## Tasks
A – Which wavelength values, in angstroms, appear in the page on the carbon K edge region?
B – According to the page on the carbon K edge region, what causes the gap near 36 A?

## Excerpted passage
-- Start --
Low Energy Transmission Grating with the ACIS-S detector -- Carbon
K edge region
The problem was first noticed in a GO observation (see Figure
1). This feature was subsequently detected in the calibration observation
of 3C 273 (obs ID 1198). The residuals of the GO target and 3C 273
are compared in Figure 1 The similarity is quite striking and indicates
that the difference was intrinsic to the instrument. [The drop beyond
55 A is due to the event threshold cutting into the PH distribution, so
it is not likely to be intrinsic to the source.] The LETG/HRC-S data
from 3C 273 taken immediately prior to the LETG/ACIS-S observation do not
show a comparable residual, indicating that the feature is not entirely
intrinsic to the source. See the LETG/HRC
spectrum from Jeremy Drake and Deron Pease showing a 2PL model; the
(+1 order) residuals do not show a jump near 43 A. The -1 side is
Figure 1. Comparison of two LETG/ACIS-S
observations of AGN. The residuals give the fractional differences
between the simple power law spectral model that was folded through the
instrument response and the observed count spectra. Note the apparent
edge at about 43 A, which is near the K edge of carbon. The gap near
36 A is due to a gap between the S1 and S2 CCDs. The upper target
is a GO target and the lower one is 3C 273 (obs ID 1198).
-- End --
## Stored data
-- Start --
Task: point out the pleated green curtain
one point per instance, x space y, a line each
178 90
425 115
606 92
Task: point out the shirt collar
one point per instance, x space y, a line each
-- End --
## Answer set
A – 55 A, 43 A, 36 A

B – A gap between the S1 and S2 CCDs.